What you need to do:
Switch "black dress shoe" to "brown loafer" in everything from the line containing "Target: black dress shoe" down to the line containing "515 641 L 520" in the listing below, leaving all else unchanged. Output only those lines.

Entries supplied:
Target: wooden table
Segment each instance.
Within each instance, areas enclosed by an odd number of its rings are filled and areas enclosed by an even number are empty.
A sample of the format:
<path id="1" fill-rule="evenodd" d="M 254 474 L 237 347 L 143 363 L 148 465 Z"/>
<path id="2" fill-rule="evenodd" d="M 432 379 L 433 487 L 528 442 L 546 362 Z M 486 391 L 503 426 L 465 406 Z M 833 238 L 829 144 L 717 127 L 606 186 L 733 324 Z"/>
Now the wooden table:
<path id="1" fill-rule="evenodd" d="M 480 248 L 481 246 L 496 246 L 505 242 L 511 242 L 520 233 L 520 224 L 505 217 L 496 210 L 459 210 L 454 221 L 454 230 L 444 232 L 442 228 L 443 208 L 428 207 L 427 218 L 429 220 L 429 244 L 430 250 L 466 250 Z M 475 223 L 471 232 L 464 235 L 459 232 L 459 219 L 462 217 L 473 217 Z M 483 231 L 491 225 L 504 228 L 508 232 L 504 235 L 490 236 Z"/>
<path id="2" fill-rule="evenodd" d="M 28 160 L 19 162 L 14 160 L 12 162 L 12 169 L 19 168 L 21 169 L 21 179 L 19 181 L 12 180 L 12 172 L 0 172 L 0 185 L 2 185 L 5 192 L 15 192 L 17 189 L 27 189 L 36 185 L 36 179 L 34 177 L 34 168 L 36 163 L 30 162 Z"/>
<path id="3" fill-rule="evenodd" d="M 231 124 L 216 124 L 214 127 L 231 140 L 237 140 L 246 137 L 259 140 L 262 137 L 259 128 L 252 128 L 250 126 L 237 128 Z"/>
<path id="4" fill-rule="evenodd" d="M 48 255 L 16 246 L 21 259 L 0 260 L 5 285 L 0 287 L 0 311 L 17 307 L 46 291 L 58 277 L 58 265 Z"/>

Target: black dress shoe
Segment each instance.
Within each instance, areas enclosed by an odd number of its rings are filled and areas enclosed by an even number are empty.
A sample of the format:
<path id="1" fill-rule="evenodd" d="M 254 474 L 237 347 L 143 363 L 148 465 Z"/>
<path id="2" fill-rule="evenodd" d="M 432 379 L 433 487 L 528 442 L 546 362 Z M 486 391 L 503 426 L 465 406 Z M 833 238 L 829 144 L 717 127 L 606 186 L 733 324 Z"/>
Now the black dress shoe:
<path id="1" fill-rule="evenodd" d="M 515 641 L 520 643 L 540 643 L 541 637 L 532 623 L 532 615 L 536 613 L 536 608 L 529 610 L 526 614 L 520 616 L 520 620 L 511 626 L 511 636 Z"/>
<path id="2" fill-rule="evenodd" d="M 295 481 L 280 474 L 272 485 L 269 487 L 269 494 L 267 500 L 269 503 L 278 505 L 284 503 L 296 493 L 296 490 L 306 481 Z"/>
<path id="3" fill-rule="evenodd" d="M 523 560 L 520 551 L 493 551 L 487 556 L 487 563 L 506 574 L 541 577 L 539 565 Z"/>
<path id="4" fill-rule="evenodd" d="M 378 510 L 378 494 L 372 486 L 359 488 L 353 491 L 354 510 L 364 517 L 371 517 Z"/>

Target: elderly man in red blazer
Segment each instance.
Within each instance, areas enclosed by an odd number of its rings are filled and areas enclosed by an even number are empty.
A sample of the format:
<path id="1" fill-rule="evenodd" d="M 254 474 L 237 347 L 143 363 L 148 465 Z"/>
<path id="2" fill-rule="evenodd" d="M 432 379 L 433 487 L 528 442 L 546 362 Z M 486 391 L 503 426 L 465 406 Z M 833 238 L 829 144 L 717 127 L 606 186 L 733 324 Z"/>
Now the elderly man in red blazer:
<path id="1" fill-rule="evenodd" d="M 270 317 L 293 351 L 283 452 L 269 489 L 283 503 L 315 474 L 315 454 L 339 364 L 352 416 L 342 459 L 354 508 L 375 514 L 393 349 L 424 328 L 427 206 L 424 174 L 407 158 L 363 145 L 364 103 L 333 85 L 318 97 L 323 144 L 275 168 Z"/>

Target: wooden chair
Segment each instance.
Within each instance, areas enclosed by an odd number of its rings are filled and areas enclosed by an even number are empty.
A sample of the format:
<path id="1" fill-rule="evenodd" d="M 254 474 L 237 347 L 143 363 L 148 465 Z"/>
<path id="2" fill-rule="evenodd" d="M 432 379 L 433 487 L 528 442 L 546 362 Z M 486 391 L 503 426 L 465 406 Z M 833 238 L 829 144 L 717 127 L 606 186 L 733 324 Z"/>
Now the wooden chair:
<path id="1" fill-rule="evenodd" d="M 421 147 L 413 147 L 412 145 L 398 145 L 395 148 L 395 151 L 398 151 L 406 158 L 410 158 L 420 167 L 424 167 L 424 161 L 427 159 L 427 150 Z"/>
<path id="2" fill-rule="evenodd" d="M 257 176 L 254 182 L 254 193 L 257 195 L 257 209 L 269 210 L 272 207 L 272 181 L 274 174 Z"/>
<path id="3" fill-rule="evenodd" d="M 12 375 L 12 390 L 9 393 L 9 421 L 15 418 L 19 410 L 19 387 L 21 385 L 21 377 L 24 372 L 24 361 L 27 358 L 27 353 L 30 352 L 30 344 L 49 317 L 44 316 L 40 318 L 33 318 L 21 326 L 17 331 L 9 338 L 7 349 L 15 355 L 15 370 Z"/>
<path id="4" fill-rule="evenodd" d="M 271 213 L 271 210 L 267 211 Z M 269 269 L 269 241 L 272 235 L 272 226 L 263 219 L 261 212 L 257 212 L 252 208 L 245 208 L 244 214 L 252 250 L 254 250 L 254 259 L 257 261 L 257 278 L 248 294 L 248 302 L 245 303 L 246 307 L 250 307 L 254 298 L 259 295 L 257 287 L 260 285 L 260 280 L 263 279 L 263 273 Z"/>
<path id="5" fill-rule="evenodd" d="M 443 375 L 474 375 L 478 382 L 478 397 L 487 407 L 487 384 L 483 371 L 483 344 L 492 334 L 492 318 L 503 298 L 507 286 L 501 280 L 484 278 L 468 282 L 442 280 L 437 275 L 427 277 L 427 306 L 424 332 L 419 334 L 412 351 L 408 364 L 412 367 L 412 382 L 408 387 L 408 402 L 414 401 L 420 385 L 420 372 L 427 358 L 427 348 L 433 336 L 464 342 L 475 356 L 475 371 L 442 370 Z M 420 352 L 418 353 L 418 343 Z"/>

Finished exercise:
Target: brown loafer
Segment each instance.
Within each instance, areas enclosed by an odd number of its rings are filled and areas enclosed by an even number are empty.
A sample of the format:
<path id="1" fill-rule="evenodd" d="M 254 474 L 237 347 L 143 363 L 148 465 Z"/>
<path id="2" fill-rule="evenodd" d="M 432 379 L 433 487 L 528 442 L 546 362 Z M 486 391 L 503 426 L 465 406 Z M 833 238 L 829 144 L 717 127 L 606 186 L 733 324 Z"/>
Now the brown loafer:
<path id="1" fill-rule="evenodd" d="M 515 641 L 520 643 L 540 643 L 541 637 L 532 623 L 532 615 L 536 613 L 536 608 L 529 610 L 526 614 L 520 616 L 520 620 L 511 626 L 511 636 Z"/>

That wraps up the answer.